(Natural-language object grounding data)
BEGIN

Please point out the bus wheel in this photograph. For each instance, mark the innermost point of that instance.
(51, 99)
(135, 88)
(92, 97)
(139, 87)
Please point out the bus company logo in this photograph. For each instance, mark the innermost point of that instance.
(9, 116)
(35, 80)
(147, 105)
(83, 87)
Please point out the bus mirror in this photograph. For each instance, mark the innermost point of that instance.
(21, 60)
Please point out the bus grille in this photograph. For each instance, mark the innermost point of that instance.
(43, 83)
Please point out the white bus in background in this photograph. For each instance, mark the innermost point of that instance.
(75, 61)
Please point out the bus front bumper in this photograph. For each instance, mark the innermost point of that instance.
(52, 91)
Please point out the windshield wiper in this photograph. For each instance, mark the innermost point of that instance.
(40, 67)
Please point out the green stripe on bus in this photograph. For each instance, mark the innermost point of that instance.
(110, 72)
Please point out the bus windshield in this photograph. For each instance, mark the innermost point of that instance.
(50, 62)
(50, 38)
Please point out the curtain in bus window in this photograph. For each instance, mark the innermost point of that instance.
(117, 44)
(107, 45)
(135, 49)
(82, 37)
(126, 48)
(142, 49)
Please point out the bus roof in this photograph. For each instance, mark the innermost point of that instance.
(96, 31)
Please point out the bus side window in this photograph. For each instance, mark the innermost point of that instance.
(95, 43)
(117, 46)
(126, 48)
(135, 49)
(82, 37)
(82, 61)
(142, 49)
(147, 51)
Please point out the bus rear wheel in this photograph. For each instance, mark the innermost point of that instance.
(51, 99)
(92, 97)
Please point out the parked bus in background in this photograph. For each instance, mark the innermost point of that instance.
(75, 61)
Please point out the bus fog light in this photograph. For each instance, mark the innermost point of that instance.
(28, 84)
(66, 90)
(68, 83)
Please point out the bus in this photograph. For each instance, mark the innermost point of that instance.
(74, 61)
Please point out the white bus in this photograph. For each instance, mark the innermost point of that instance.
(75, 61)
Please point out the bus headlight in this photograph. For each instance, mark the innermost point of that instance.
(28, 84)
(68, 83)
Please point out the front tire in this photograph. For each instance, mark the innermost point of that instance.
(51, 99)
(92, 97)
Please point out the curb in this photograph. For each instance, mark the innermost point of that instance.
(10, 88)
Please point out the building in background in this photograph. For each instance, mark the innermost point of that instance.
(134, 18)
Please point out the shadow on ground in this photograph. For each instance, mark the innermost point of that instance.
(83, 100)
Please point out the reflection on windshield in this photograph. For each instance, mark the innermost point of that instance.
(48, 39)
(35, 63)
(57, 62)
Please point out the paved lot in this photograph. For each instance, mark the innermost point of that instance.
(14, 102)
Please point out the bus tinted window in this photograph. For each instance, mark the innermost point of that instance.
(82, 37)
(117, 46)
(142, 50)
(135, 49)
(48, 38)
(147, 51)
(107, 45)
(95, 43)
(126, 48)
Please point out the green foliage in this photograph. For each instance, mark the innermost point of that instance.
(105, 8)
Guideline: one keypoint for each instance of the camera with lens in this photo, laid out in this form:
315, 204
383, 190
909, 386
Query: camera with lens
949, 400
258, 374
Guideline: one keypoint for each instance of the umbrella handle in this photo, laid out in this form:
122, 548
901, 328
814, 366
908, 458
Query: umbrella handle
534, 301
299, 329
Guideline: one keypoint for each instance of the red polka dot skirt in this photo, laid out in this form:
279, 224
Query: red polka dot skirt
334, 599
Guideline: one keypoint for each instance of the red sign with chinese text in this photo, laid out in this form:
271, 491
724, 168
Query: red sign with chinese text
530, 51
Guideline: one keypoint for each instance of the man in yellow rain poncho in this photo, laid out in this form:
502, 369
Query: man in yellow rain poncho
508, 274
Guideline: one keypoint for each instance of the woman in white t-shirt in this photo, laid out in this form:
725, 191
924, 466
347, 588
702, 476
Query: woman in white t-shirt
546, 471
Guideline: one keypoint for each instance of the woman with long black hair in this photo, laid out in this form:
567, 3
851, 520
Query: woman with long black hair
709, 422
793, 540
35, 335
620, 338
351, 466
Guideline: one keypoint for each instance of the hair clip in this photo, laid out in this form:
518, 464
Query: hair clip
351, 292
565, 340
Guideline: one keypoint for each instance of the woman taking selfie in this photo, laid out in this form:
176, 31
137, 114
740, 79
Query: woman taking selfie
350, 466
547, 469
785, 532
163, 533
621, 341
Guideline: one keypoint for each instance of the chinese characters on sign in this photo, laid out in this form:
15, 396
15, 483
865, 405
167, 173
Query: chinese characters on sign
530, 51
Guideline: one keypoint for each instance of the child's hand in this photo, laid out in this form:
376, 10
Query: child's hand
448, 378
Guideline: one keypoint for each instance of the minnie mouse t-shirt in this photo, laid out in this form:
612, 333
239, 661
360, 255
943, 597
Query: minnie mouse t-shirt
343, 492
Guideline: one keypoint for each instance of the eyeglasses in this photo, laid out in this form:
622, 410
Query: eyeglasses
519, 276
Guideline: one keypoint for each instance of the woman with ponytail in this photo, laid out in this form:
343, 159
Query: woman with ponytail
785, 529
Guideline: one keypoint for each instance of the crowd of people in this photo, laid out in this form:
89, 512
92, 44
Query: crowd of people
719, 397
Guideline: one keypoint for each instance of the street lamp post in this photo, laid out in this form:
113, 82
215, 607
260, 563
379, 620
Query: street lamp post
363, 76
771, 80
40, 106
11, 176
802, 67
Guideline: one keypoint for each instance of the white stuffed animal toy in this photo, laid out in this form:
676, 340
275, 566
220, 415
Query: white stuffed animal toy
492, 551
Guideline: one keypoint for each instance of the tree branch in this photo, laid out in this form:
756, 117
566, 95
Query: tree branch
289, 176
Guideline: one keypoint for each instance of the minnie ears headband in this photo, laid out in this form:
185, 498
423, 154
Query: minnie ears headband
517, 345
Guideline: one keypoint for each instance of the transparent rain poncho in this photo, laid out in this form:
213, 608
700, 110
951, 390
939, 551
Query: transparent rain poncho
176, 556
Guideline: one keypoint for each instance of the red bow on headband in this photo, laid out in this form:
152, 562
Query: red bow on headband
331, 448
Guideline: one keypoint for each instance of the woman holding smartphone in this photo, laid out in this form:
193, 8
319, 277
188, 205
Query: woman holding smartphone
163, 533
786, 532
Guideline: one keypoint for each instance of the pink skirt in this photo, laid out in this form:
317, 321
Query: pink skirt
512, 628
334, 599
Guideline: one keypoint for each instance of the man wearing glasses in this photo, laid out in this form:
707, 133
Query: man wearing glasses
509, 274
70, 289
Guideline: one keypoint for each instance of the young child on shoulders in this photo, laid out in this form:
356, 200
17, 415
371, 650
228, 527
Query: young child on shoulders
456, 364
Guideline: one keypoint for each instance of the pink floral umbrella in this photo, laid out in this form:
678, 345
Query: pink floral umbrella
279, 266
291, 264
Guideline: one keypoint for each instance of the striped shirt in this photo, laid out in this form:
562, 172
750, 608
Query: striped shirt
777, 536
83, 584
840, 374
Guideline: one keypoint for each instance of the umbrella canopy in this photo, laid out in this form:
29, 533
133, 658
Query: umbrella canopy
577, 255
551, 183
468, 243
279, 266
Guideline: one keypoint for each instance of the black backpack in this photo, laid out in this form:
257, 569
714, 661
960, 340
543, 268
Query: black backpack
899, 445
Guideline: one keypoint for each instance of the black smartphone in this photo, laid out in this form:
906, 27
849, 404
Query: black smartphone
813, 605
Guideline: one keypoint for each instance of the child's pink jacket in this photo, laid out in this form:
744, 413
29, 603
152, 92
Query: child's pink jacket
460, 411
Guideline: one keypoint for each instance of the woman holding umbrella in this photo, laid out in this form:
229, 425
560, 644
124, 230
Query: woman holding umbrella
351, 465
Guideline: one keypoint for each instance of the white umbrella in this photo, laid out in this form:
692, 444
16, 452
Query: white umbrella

END

**EXERCISE PROMPT:** Output all preceding records character for character.

**TASK RESULT:**
Please point out the bus wheel in this photograph. For each instance, mark the innermost point of that instance.
(51, 99)
(135, 88)
(92, 97)
(139, 87)
Please point out the bus company logo in this photograph. For each instance, mark the innermost point of that instance.
(9, 116)
(35, 80)
(147, 105)
(83, 87)
Please point out the bus mirror in this photograph. For each instance, mark the innermost point of that instance.
(21, 60)
Please point out the bus grille in this photograph. For each instance, mark the innermost point of that instance.
(43, 83)
Please point out the white bus in background in this photograph. For each instance, mark the innermost point of that instance.
(75, 61)
Please point out the bus front bumper in this photograph. For each instance, mark the innermost point of that instance.
(52, 91)
Please point out the windshield wiper in this photograph. For each instance, mark the innermost point of that instance.
(40, 67)
Please point out the green stripe on bus in this photograph. For each instance, mark the innermost point of that instance.
(110, 72)
Please point out the bus windshield in this photograph. For each instance, mark the innermost point of that instance.
(50, 62)
(50, 38)
Please point out the curtain in bus window in this photograph. For each instance, mark the innermost point of that instance.
(117, 44)
(107, 45)
(135, 49)
(82, 37)
(126, 48)
(142, 49)
Please point out the bus roof in this photograph. For each instance, mark the innermost point of that instance.
(96, 31)
Please point out the bus side window in this photograph. For each instance, mark the innermost point of that instance.
(95, 43)
(117, 46)
(126, 48)
(135, 49)
(82, 37)
(82, 61)
(142, 49)
(147, 51)
Please point out the bus rear wheel in this photograph. For each instance, mark the innermost point of that instance.
(51, 99)
(92, 97)
Please point out the parked bus in background in this photograph. For each instance, mark the innermost point of that instance.
(75, 61)
Please point out the bus fog light in this photograph. For each instance, mark the innermost point of that instance.
(28, 84)
(66, 90)
(68, 83)
Please point out the bus in this photograph. For each instance, mark the innermost point of that instance.
(74, 61)
Please point out the white bus in this photograph. For each instance, mark the innermost point of that instance.
(75, 61)
Please point out the bus headlight in this photograph. For each instance, mark the innermost point of that instance.
(28, 84)
(68, 83)
Please point out the front tire in this photograph. For each instance, mark the innermost point of that instance.
(51, 99)
(92, 97)
Please point out the curb in this photograph. For each instance, mark the innermost point of that instance.
(10, 88)
Please point out the building in background in this photograph. For each instance, mark the innermost point of that instance.
(134, 18)
Please point out the shadow on ground in this photograph. For each instance, mark the innermost point of that instance.
(83, 100)
Please point out the reflection on windshield in this photograph. For each instance, mark the innermost point of that instance.
(48, 39)
(35, 63)
(57, 62)
Please point out the paved lot in this photograph. For each instance, mark the innermost point of that instance.
(14, 102)
Please point out the bus tinted window in this photograph. For each instance, mark the innermost point of that instance.
(82, 37)
(117, 46)
(142, 50)
(135, 49)
(48, 38)
(147, 51)
(107, 45)
(95, 43)
(126, 48)
Please point out the green foliage in this photograph. For each instance, mark the innermost point of that instance.
(105, 8)
Guideline: one keypoint for each instance of the camera with lens in this photo, laid out in this form:
315, 204
383, 190
909, 386
Query: camera with lens
949, 400
258, 374
Guideline: one keypoint for each instance of the umbrella handle in this photo, laid out in this form:
122, 548
901, 328
814, 366
908, 458
Query: umbrella handle
534, 301
299, 329
Guideline: one keypoint for each instance of the red polka dot skirt in this photo, laid out in this form:
279, 224
Query: red polka dot skirt
334, 599
Guideline: one keypoint for each instance of the red sign with chinese text in this photo, laid out in this form:
271, 491
724, 168
Query: red sign with chinese text
530, 51
Guideline: one keypoint for each instance of the man in yellow rain poncho in this photo, laid out in this form:
502, 369
Query: man in yellow rain poncho
508, 274
Guideline: one keypoint for each instance of the woman in white t-shirt in this photo, laid out in this form:
725, 191
924, 466
347, 588
702, 476
Query: woman in white t-shirt
546, 471
Guideline: one keypoint for each instance of the woman with long black hair in this photo, laid out in this form:
567, 3
851, 520
Query: woman with long black hair
709, 422
793, 540
35, 335
620, 338
351, 466
Guideline: one keypoint for each instance of the hair clip in this photo, laid out in this form:
518, 464
Query: hair clip
351, 292
565, 340
Guideline: one keypoint for each instance of the woman taking selfie in this photo, laid out in this form:
176, 31
137, 114
740, 79
Query: woman taking selfie
350, 466
547, 469
785, 532
163, 533
621, 341
Guideline: one keypoint for each instance of the chinese characters on sign in this photo, laid out in this form:
15, 396
15, 483
865, 405
167, 173
Query: chinese characters on sign
530, 51
Guideline: one keypoint for each instance of the child's hand in this photo, laid out in this form:
376, 10
Query: child's hand
448, 378
Guideline: one keypoint for each instance of the minnie mouse t-shirt in this photo, laid out in this form:
612, 333
239, 661
360, 255
943, 597
Query: minnie mouse t-shirt
343, 492
Guideline: one keypoint for each instance of the eyeglasses in this photo, laid out in this form:
622, 410
Query: eyeglasses
519, 276
Guideline: one keypoint for each instance of the woman with ponytail in this photo, laid out in this form:
343, 159
Query: woman with ponytail
785, 529
Guideline: one keypoint for each instance of the crowd of people in this photo, laid out in this form:
89, 512
92, 44
Query: crowd of people
719, 397
Guideline: one keypoint for each instance of the street lamp post in this photo, laid out in this form:
113, 82
215, 607
260, 563
379, 620
Query: street lamp post
363, 76
771, 80
40, 106
11, 176
802, 67
Guideline: one keypoint for each instance of the white stuffed animal toy in this photo, laid out in this form:
676, 340
275, 566
220, 415
Query: white stuffed animal toy
492, 551
Guideline: one keypoint for each instance of the tree branch in this photo, laid out in this form:
756, 117
566, 95
Query: tree branch
289, 176
Guideline: one keypoint for each instance of the minnie ears headband in this photo, laid out in this form:
185, 498
423, 154
Query: minnie ears headband
517, 345
Guideline: one keypoint for each instance of the transparent rain poncho in this photo, laid out in this form:
213, 608
700, 110
951, 390
939, 551
Query: transparent rain poncho
176, 556
Guideline: one keypoint for each instance of the red bow on headband in this photo, laid out in this form:
152, 562
Query: red bow on headband
331, 448
Guideline: one keypoint for each instance of the woman holding smartphone in this photo, laid out in this form:
193, 8
319, 277
188, 205
Query: woman holding smartphone
163, 533
786, 532
Guideline: one keypoint for each instance of the pink skirt in this photo, laid out in this form:
317, 321
Query: pink skirt
512, 628
334, 599
Guideline: one keypoint for each instance of the man wearing glasses in this photo, laid out in this form:
707, 133
Query: man wearing glasses
509, 274
70, 289
Guideline: one keypoint for each instance of the young child on shoulders in this photo, laid out in this form:
356, 200
17, 415
371, 650
228, 527
Query: young child on shoulders
456, 364
Guideline: one keypoint for each instance of the pink floral umbrella in this photo, laid out in this form:
678, 345
Query: pink floral umbrella
279, 266
291, 264
Guideline: one keypoint for each instance of the striped shirt in this photo, laid out in this form:
562, 172
750, 608
Query: striped shirt
777, 536
83, 584
840, 374
Guideline: one keypoint for each instance of the umbrella canopy in this photo, laid out in this form:
29, 533
133, 658
Query: umbrella canopy
577, 255
551, 183
468, 243
279, 266
Guideline: one keypoint for each instance of the black backpack in this photo, laid out in this form:
257, 569
714, 661
960, 340
543, 268
Query: black backpack
899, 445
Guideline: one keypoint for each instance of the black smartphone in this photo, laid out in this form:
906, 27
849, 404
Query: black smartphone
813, 605
Guideline: one keypoint for each instance of the child's pink jacket in this photo, laid out in this form:
744, 413
29, 603
152, 92
Query: child's pink jacket
460, 411
Guideline: one keypoint for each instance of the woman holding umbrella in this photo, laid out in this form:
229, 425
560, 644
124, 230
Query: woman holding umbrella
351, 465
Guideline: one keypoint for each instance of the white umbrella in this photo, laid out in this form:
692, 444
16, 452
Query: white umbrella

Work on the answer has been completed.